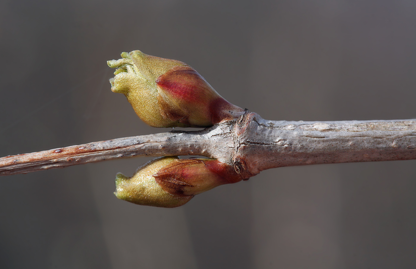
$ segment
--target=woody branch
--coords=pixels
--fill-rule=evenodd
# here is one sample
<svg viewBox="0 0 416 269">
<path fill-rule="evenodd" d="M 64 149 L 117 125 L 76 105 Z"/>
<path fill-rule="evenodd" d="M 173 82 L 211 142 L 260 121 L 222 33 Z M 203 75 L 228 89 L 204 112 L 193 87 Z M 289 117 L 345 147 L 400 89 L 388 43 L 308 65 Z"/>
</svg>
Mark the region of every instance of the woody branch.
<svg viewBox="0 0 416 269">
<path fill-rule="evenodd" d="M 120 158 L 202 155 L 245 178 L 270 168 L 416 159 L 416 120 L 274 121 L 246 112 L 201 131 L 118 138 L 0 158 L 0 175 Z"/>
</svg>

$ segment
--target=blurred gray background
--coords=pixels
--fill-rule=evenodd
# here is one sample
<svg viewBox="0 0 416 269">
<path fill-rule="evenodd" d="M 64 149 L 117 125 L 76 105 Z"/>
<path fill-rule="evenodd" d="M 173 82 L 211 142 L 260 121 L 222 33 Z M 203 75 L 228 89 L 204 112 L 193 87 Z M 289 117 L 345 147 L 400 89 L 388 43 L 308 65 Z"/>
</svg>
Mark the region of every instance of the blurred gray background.
<svg viewBox="0 0 416 269">
<path fill-rule="evenodd" d="M 0 2 L 0 155 L 168 131 L 106 61 L 185 62 L 275 120 L 416 117 L 416 2 Z M 144 158 L 0 178 L 2 268 L 414 268 L 416 161 L 285 167 L 174 209 L 113 194 Z"/>
</svg>

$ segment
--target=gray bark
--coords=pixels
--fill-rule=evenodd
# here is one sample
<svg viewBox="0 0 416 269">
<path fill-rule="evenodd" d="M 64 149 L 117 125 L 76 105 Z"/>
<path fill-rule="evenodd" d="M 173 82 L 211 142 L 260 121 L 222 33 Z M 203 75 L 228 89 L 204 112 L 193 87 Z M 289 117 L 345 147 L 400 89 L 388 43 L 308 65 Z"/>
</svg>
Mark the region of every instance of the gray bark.
<svg viewBox="0 0 416 269">
<path fill-rule="evenodd" d="M 416 120 L 274 121 L 247 112 L 201 131 L 118 138 L 0 158 L 0 175 L 119 158 L 202 155 L 245 178 L 274 167 L 416 159 Z"/>
</svg>

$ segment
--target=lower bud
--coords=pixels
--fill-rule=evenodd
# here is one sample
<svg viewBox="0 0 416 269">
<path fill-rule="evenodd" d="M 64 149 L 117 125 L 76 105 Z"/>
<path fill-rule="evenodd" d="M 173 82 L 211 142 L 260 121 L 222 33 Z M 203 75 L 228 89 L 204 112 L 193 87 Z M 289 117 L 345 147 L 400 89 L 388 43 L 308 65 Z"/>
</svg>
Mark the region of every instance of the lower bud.
<svg viewBox="0 0 416 269">
<path fill-rule="evenodd" d="M 139 167 L 131 177 L 119 173 L 116 176 L 116 192 L 119 199 L 142 205 L 173 208 L 184 205 L 192 196 L 173 195 L 164 191 L 152 175 L 177 158 L 158 158 Z"/>
<path fill-rule="evenodd" d="M 114 193 L 139 205 L 176 207 L 196 194 L 243 179 L 232 166 L 217 160 L 165 157 L 145 164 L 131 178 L 118 174 Z"/>
</svg>

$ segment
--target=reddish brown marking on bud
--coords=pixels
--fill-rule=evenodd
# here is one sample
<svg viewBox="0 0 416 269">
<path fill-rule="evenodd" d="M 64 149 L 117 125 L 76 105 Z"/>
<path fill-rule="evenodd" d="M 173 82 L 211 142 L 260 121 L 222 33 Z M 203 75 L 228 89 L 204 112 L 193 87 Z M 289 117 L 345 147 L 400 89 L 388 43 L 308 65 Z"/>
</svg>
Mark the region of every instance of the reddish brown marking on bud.
<svg viewBox="0 0 416 269">
<path fill-rule="evenodd" d="M 231 110 L 234 105 L 221 96 L 211 101 L 208 108 L 208 111 L 211 115 L 211 120 L 213 124 L 218 123 L 223 120 L 231 120 Z"/>
<path fill-rule="evenodd" d="M 159 76 L 156 84 L 172 95 L 193 104 L 206 103 L 213 90 L 202 76 L 187 66 L 175 66 Z"/>
<path fill-rule="evenodd" d="M 207 160 L 204 161 L 206 167 L 215 173 L 224 181 L 224 184 L 235 183 L 245 179 L 241 175 L 237 173 L 234 167 L 218 160 Z"/>
</svg>

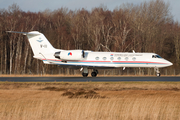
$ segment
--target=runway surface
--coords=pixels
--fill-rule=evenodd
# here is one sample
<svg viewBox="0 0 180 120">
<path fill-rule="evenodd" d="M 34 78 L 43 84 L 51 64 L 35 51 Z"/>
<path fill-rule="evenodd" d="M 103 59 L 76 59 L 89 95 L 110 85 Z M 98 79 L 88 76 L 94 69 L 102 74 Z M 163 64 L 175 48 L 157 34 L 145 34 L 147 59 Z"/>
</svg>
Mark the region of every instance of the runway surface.
<svg viewBox="0 0 180 120">
<path fill-rule="evenodd" d="M 179 82 L 180 77 L 0 77 L 1 82 L 121 82 L 168 81 Z"/>
</svg>

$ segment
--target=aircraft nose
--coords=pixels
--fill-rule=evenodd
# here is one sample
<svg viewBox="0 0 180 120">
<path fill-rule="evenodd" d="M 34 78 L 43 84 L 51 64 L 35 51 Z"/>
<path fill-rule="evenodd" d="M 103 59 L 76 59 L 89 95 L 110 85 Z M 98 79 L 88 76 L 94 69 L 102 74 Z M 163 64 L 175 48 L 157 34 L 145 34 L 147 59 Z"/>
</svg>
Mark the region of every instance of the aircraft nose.
<svg viewBox="0 0 180 120">
<path fill-rule="evenodd" d="M 168 65 L 169 65 L 169 66 L 173 65 L 173 63 L 172 63 L 172 62 L 167 61 L 167 63 L 168 63 Z"/>
</svg>

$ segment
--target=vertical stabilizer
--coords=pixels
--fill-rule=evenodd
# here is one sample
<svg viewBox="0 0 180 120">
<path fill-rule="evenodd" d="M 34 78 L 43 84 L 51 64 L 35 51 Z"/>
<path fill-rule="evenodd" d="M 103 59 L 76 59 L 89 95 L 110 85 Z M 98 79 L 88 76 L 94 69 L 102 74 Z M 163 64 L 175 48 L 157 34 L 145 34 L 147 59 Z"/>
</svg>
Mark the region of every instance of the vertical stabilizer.
<svg viewBox="0 0 180 120">
<path fill-rule="evenodd" d="M 50 44 L 47 38 L 40 32 L 33 31 L 27 34 L 29 43 L 32 47 L 34 56 L 39 54 L 49 54 L 54 53 L 54 47 Z"/>
<path fill-rule="evenodd" d="M 44 58 L 47 57 L 48 54 L 52 54 L 52 55 L 54 54 L 54 50 L 55 50 L 54 47 L 47 40 L 47 38 L 38 31 L 32 31 L 32 32 L 7 31 L 7 32 L 27 35 L 35 58 Z"/>
</svg>

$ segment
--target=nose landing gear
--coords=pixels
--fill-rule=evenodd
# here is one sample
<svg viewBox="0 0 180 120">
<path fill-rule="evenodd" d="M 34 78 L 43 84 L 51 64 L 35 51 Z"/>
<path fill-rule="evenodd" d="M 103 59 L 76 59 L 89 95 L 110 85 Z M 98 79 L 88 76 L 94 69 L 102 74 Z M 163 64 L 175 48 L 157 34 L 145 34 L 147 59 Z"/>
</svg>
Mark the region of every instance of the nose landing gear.
<svg viewBox="0 0 180 120">
<path fill-rule="evenodd" d="M 97 74 L 98 74 L 98 70 L 93 69 L 93 72 L 91 73 L 91 76 L 92 76 L 92 77 L 96 77 Z"/>
<path fill-rule="evenodd" d="M 82 72 L 82 76 L 83 77 L 87 77 L 88 76 L 88 68 L 81 68 L 80 71 L 83 71 Z M 92 73 L 91 73 L 91 76 L 92 77 L 96 77 L 98 74 L 98 70 L 96 69 L 93 69 Z"/>
<path fill-rule="evenodd" d="M 161 73 L 160 73 L 160 71 L 159 71 L 159 68 L 154 68 L 154 70 L 156 71 L 157 77 L 160 77 L 160 76 L 161 76 Z"/>
</svg>

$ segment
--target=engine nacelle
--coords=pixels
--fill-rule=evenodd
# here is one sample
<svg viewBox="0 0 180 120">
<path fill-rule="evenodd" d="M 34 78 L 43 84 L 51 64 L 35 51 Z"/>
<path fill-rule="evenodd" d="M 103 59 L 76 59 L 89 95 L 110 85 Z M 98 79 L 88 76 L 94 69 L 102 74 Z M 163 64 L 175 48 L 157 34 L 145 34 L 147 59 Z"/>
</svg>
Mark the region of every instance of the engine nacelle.
<svg viewBox="0 0 180 120">
<path fill-rule="evenodd" d="M 61 60 L 82 60 L 85 57 L 84 50 L 65 50 L 55 52 L 55 58 Z"/>
</svg>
◇ ◇ ◇ ◇
### [PETIT PROBLÈME]
Renvoyez toutes les lignes ci-dessus qui contiennent le mot "lower", en tenant compte de la casse.

### [RÉSULTAT ATTENDU]
--target=lower bud
Mark the region of every instance of the lower bud.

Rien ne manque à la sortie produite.